DATA: Begin

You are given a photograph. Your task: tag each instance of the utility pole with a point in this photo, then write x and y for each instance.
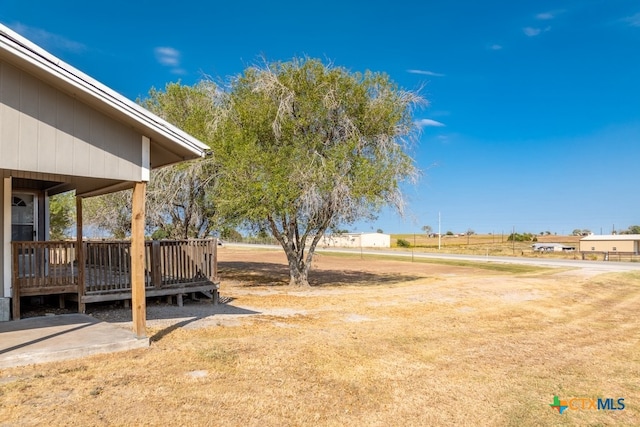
(439, 232)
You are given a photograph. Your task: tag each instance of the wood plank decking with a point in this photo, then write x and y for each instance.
(172, 267)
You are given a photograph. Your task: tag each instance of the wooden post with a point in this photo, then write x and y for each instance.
(138, 297)
(80, 256)
(16, 282)
(156, 264)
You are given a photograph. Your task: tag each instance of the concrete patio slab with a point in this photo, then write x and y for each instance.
(62, 337)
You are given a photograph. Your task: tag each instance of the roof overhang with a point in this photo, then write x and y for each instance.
(168, 143)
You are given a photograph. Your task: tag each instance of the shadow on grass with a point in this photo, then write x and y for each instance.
(274, 274)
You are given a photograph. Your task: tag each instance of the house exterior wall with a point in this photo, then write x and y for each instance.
(45, 130)
(5, 237)
(609, 246)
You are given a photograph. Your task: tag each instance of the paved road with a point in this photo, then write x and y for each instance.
(604, 266)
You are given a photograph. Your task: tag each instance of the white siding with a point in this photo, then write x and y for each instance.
(45, 130)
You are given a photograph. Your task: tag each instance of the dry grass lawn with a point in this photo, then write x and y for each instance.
(374, 343)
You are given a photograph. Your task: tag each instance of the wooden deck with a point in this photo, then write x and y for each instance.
(172, 267)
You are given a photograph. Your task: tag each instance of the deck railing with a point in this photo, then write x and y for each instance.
(51, 267)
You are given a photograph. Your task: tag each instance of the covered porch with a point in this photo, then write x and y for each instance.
(61, 130)
(171, 268)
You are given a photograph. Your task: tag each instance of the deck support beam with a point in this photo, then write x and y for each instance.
(138, 297)
(80, 256)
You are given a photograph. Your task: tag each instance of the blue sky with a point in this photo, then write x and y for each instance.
(534, 114)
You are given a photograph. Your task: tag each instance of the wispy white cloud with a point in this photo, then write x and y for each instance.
(48, 40)
(545, 16)
(169, 57)
(534, 31)
(422, 123)
(531, 32)
(425, 73)
(633, 20)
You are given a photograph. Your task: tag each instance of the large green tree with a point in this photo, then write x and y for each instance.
(304, 147)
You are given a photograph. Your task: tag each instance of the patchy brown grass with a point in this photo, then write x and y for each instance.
(373, 343)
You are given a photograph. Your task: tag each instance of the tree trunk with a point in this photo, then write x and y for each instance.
(298, 269)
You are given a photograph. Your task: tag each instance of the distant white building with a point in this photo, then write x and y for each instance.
(629, 243)
(356, 240)
(552, 247)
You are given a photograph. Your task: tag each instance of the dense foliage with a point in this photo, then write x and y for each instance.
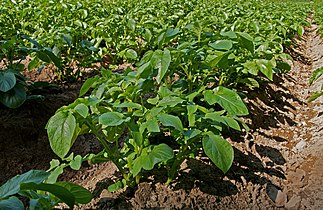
(190, 60)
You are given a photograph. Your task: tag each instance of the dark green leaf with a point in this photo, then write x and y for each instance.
(12, 186)
(7, 81)
(60, 192)
(112, 119)
(14, 97)
(81, 194)
(221, 45)
(60, 129)
(218, 150)
(171, 120)
(12, 203)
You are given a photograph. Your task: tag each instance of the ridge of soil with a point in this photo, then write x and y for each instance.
(277, 165)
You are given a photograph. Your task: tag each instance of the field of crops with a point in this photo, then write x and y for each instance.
(190, 65)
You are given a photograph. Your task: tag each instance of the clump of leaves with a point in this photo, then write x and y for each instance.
(41, 194)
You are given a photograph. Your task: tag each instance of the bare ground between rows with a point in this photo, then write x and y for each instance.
(277, 165)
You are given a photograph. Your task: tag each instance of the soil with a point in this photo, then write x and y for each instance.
(277, 165)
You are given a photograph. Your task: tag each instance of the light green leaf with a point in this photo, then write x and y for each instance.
(171, 120)
(82, 195)
(12, 203)
(162, 65)
(221, 45)
(218, 150)
(112, 119)
(12, 186)
(82, 109)
(228, 99)
(7, 81)
(60, 129)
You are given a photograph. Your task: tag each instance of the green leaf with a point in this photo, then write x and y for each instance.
(266, 67)
(12, 203)
(12, 186)
(171, 120)
(131, 54)
(7, 81)
(82, 195)
(228, 99)
(152, 125)
(39, 204)
(76, 163)
(87, 85)
(218, 150)
(246, 41)
(43, 56)
(82, 109)
(150, 156)
(14, 97)
(170, 101)
(221, 45)
(115, 187)
(191, 109)
(60, 192)
(60, 129)
(131, 24)
(316, 75)
(112, 119)
(162, 65)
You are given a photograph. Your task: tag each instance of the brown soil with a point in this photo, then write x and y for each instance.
(278, 164)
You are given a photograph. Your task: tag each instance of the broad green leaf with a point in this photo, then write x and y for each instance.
(170, 101)
(14, 97)
(228, 99)
(60, 129)
(43, 56)
(250, 82)
(39, 204)
(87, 85)
(218, 150)
(82, 109)
(316, 75)
(266, 67)
(152, 125)
(131, 54)
(191, 109)
(12, 203)
(76, 163)
(60, 192)
(131, 24)
(251, 67)
(128, 105)
(247, 41)
(150, 156)
(115, 187)
(7, 81)
(12, 186)
(112, 119)
(230, 34)
(190, 134)
(163, 65)
(82, 195)
(221, 45)
(171, 120)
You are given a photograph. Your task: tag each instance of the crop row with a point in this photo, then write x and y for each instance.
(191, 61)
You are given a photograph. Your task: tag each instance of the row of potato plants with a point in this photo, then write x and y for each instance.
(88, 31)
(184, 92)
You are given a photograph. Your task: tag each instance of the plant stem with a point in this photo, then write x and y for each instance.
(108, 149)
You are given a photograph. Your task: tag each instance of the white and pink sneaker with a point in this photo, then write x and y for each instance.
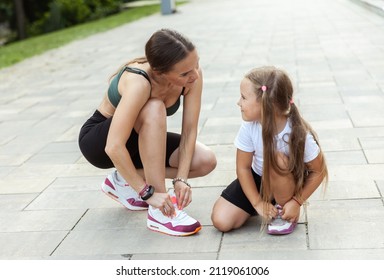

DATA: End

WHAT THIS TASK INVOLVES:
Repeat the listing verbatim. Skip the pictures.

RESULT OF THIS EXERCISE:
You are given a photograph. Your task: tag each instance of the utility pole with a point in this photo, then write x and y for each instance.
(439, 232)
You are given a photograph. Your task: tag each instance of the wood plank decking with a point in this photo, then write x and y for each instance.
(172, 267)
You are given a photograph. Your task: tag each instance of the wooden post with a point in this photo, then write x and y for each instance.
(138, 297)
(80, 256)
(16, 282)
(156, 264)
You are given a photograph. Your task: tag each instance of the concrete patio slab with a point in this photo, then write x and y for each instance.
(62, 337)
You are given a photograph. Your task: tag each instance of the roof overhang with a point in this photo, then write x and y for each instance.
(168, 143)
You are given a photograph. Your task: tag each instance of the shadow on grass with a point in this photo, then write x and y for each instance.
(274, 274)
You are given a photograph. Your task: tag each instance of the house exterior wall with a point in this photo, then write x and y for each instance.
(45, 130)
(5, 237)
(609, 246)
You are given a photograph. Your task: tag each instance of the paved road with a point in this photo, then write x and y for each instance.
(604, 266)
You are given a photograph. Your task: tag each instance of the white siding with a point in this photo, then write x and y for each instance.
(45, 130)
You are given a photograph. Your task: tag each instance of the dry grass lawn with a point in this photo, then write x and y for each instance.
(374, 343)
You are given a photograph. Your task: tag each instance of the wooden deck with a point in this photo, then write x and y for each instance.
(172, 267)
You are given a photograph. Your task: tag each instance of the deck railing with a point in this photo, then write x and y for each instance.
(51, 267)
You are given a photograph. Your task: tag each instance of the covered porch with a point in this photo, then write x and y for each instance.
(61, 130)
(171, 268)
You are given a photograph. Your task: tag each instance of the deck support beam with a point in this photo, then write x and y for each instance.
(138, 297)
(80, 256)
You are given a photograph. Your task: tag each instance of the blue sky with a point in this photo, then write x and y for each instance.
(534, 114)
You are given a photograph. Your task: tag each instance of the wispy white cloud with a point in this photo, then write x and y for each instance.
(48, 40)
(545, 16)
(169, 57)
(534, 31)
(422, 123)
(531, 32)
(425, 73)
(633, 20)
You are given a photograph. Your task: tag each instance of the large green tree with a point in this photo, then write x and y for each instance.
(304, 147)
You are given a photograph. Your task: tag each instance of the patchy brown grass with a point in this photo, then write x and y for each instance.
(373, 343)
You are given a photograph. Your task: tag each instance of the tree trunk with a point in this photo, then write x and y for each instance.
(298, 269)
You are given a photograph. Your task: tag each instance of the distant white building with a point in this photo, then write x and y for each instance.
(629, 243)
(356, 240)
(552, 247)
You are given a photograph. Your task: tag each instance of the dense foliage with a point in this photo, then write x and y for each instance.
(190, 60)
You are given a photograph. Your task: tag each instance of the dark green leaf with a point in this photo, then write x and y for each instance.
(12, 186)
(7, 81)
(60, 192)
(112, 119)
(14, 97)
(81, 194)
(221, 45)
(60, 129)
(218, 150)
(171, 120)
(12, 203)
You are given a photograph. Your task: tag each instance of the ridge of soil with a point in this photo, then write x and y for each instance.
(277, 165)
You are given a photograph. Your task: tag each instance of the field of crops with a point in this photo, then write x and y for each instance.
(190, 65)
You are given a photograph. Your task: tag each instance of the clump of leaves with a point in this photo, then write x and y for each instance.
(41, 194)
You are given a photograph. Your task: tag each instance of the bare ground between rows with a point in this photo, then write x and y for each instance.
(277, 165)
You are given a photograph. Your task: tag each instance of the soil with a point in this photo, then write x and y for each instance.
(277, 165)
You are given a photograph. Your task: tag each instance of the light green leaf with a point in this photo, then write x and y for each instance.
(171, 120)
(82, 195)
(12, 203)
(162, 65)
(221, 45)
(218, 150)
(112, 119)
(12, 186)
(82, 109)
(228, 99)
(7, 81)
(60, 129)
You are given a photograph. Your task: tag each instance of the green leaf with a point in this photo, then write x and y for each instance.
(266, 67)
(12, 203)
(12, 186)
(171, 120)
(131, 54)
(7, 81)
(82, 195)
(228, 99)
(152, 125)
(39, 204)
(76, 163)
(87, 85)
(218, 150)
(246, 41)
(43, 56)
(82, 109)
(150, 156)
(14, 97)
(170, 101)
(221, 45)
(115, 187)
(191, 109)
(60, 192)
(60, 129)
(131, 24)
(316, 75)
(112, 119)
(162, 65)
You are given a photograph. Your task: tag each instance of the brown soil with a point in this photo, then write x and y for each instance.
(278, 164)
You are given a photograph. Your task: tag each instance of the broad green leaf with a point in this photo, then write x and y for each instance.
(170, 101)
(14, 97)
(228, 99)
(60, 129)
(43, 56)
(250, 82)
(39, 204)
(87, 85)
(218, 150)
(82, 109)
(316, 75)
(266, 67)
(152, 125)
(131, 54)
(191, 109)
(12, 203)
(76, 163)
(60, 192)
(131, 24)
(251, 67)
(128, 105)
(247, 41)
(150, 156)
(115, 187)
(7, 81)
(12, 186)
(112, 119)
(230, 34)
(190, 134)
(163, 65)
(82, 195)
(221, 45)
(171, 120)
You are given a photograph. Your task: tag each instance of the crop row with a point in this photo, then write x and y for each instance.
(191, 61)
You are given a photograph. Your task: tag each instance of the row of potato plants with a point in this photo, then write x and y for each instance.
(88, 31)
(184, 92)
You are given a photograph. Your task: tag each instance of the plant stem with a point in this photo, then write x and y for each instance.
(108, 149)
You are given a photograph. Your task: tag each instance of the white and pink sneaker with a point in this photo, then write x and y for each instance.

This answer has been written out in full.